● Provided records:

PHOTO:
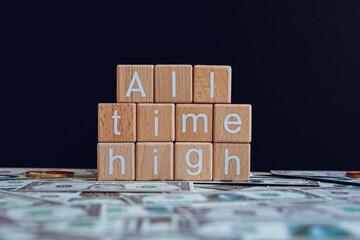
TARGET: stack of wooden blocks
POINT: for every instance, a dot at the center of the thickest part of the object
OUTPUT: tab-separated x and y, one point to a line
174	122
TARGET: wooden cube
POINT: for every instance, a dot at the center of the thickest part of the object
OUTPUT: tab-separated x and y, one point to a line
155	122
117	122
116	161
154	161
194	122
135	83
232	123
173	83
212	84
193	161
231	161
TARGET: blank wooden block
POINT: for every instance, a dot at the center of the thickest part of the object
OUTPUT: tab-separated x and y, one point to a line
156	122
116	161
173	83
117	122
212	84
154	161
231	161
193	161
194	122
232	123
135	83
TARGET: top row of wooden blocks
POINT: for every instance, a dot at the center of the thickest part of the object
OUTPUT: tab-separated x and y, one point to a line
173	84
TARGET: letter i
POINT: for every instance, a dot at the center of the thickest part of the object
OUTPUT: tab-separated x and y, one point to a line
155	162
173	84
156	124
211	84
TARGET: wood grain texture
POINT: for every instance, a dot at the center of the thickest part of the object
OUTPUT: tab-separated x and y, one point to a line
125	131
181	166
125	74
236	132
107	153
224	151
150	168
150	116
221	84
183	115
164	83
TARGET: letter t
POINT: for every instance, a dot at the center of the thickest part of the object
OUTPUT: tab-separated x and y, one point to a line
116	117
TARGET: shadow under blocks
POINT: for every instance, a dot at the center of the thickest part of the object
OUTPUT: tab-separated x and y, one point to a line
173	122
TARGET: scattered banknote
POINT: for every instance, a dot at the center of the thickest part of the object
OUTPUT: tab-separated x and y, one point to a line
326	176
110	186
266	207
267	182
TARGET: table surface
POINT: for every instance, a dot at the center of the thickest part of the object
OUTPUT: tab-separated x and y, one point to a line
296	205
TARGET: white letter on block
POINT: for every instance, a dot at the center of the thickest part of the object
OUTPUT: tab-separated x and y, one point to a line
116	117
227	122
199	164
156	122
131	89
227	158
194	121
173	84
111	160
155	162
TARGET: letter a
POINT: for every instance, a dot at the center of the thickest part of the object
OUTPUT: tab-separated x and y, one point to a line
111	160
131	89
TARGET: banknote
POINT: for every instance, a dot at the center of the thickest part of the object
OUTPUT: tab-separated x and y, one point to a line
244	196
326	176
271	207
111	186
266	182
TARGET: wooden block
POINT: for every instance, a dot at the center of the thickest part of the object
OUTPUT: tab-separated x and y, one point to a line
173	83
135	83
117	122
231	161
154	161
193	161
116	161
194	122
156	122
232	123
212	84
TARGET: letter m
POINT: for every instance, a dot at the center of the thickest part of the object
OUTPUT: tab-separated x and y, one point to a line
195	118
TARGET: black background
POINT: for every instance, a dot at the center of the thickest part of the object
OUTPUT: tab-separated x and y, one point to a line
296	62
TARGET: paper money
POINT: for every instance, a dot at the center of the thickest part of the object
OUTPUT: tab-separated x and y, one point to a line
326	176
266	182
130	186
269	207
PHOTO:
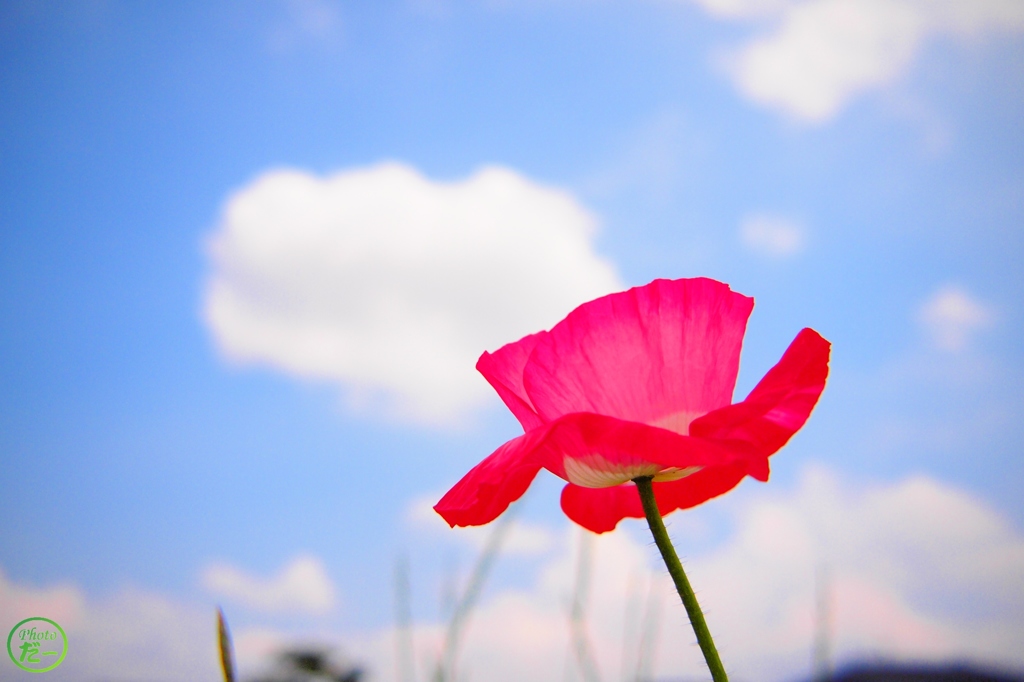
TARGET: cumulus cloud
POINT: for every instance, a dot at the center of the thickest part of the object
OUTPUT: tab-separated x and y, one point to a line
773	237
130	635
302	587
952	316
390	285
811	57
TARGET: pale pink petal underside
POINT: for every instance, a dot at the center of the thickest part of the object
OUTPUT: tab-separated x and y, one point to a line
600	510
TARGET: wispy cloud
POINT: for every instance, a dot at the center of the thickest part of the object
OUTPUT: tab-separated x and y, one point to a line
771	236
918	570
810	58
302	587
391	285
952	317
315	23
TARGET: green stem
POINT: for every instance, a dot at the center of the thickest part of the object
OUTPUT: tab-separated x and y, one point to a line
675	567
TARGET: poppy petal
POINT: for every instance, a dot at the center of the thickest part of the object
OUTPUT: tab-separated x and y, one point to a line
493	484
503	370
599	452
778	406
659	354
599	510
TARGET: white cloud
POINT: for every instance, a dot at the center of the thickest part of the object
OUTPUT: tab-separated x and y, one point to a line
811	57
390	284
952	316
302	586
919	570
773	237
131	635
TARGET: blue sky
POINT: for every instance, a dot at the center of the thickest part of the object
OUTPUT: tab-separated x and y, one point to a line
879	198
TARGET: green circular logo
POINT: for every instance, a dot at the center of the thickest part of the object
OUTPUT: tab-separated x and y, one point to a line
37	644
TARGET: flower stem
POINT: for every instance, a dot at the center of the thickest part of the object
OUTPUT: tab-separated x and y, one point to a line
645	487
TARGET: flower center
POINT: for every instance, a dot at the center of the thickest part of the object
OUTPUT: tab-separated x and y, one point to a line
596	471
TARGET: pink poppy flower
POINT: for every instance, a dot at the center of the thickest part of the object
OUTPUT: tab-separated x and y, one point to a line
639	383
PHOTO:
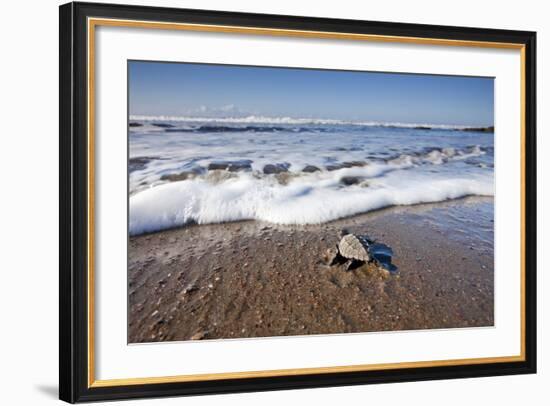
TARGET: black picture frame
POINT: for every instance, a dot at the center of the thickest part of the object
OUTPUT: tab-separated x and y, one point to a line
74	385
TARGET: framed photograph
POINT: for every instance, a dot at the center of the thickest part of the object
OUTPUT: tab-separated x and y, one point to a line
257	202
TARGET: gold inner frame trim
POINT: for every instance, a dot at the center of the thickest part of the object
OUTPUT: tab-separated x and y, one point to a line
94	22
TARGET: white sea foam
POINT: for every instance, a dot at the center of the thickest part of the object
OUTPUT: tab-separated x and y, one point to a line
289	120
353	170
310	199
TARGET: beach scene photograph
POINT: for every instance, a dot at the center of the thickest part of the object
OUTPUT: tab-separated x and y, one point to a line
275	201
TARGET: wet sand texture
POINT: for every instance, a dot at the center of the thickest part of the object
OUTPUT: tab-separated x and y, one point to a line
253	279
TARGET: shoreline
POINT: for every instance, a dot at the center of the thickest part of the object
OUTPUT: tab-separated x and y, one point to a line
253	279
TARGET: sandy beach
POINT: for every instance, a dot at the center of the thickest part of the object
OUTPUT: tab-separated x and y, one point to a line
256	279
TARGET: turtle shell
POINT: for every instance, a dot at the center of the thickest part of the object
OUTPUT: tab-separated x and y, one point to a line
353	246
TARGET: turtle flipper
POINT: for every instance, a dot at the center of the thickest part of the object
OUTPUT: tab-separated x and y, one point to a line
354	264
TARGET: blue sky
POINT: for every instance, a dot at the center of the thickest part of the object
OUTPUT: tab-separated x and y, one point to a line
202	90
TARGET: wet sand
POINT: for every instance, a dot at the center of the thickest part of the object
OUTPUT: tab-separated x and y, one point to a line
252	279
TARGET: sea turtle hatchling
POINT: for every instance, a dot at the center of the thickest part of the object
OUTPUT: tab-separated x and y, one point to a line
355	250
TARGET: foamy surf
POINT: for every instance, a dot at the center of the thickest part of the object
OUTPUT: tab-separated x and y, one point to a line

● Exercise task: Repeat, with no changes, each line from the one with "TARGET: gold inner frame trim" to the end of the listing, including both ends and nothing else.

● Reply:
TARGET: gold inner frame trim
POINT: for every instance, a dot at the center of the thickest part of the object
OUTPUT: tab-separated x and y, one point to a line
94	22
TARGET: white sea foam
POINT: for every instance, a dot at the center of the thickest part of the object
OUTPUT: tab-separated x and y, one point to a line
289	120
353	170
310	199
TARGET: beach scene photograph
POINT: for every instance, a dot at the center of the thickest part of the object
OUTPUT: tab-separated x and y, one point to a line
275	201
TARGET: wet sand texture
POINT: for every instance, a dot at the center of the thickest part of the object
OUTPUT: tab-separated x and y, one point to a line
253	279
TARGET: shoreline
POINT: for every instance, a dot at the center of the thickest part of the object
OUTPUT: tab-separated x and y, one point to a line
253	279
TARGET: sandy beach
POINT: for every instance, a dot at the center of the thickest part of the object
OUTPUT: tab-separated x and y, one point to a line
256	279
TARGET: turtle shell
POINT: for every instance, a dot at the center of the thickest part of the object
OUTPUT: tab-separated x and y, one point to a line
353	246
TARGET: turtle flipper
POINT: for every instance, a dot at the center of the thickest part of the object
OUTPUT: tab-separated x and y, one point to a line
354	264
TARGET: blue sky
POINT: for every instance, a dot at the center of the thickest part of the object
OUTPUT: tab-separated x and y, one point to a line
202	90
TARGET: wet sand
POINT: for every instance, a dot at the center of the thickest part of the object
OUTPUT: tab-separated x and y, one point to a line
252	279
TARGET: sea turtle hatchling
POINT: for every instance, a dot at the center of the thickest part of the object
OUTPUT: tab-separated x and y, one point to a line
355	250
TARGET: foamy surf
POINT: for every instance, a dot at the center of the thickest part of the object
OUTPUT: tab-separated x and y, one point to a line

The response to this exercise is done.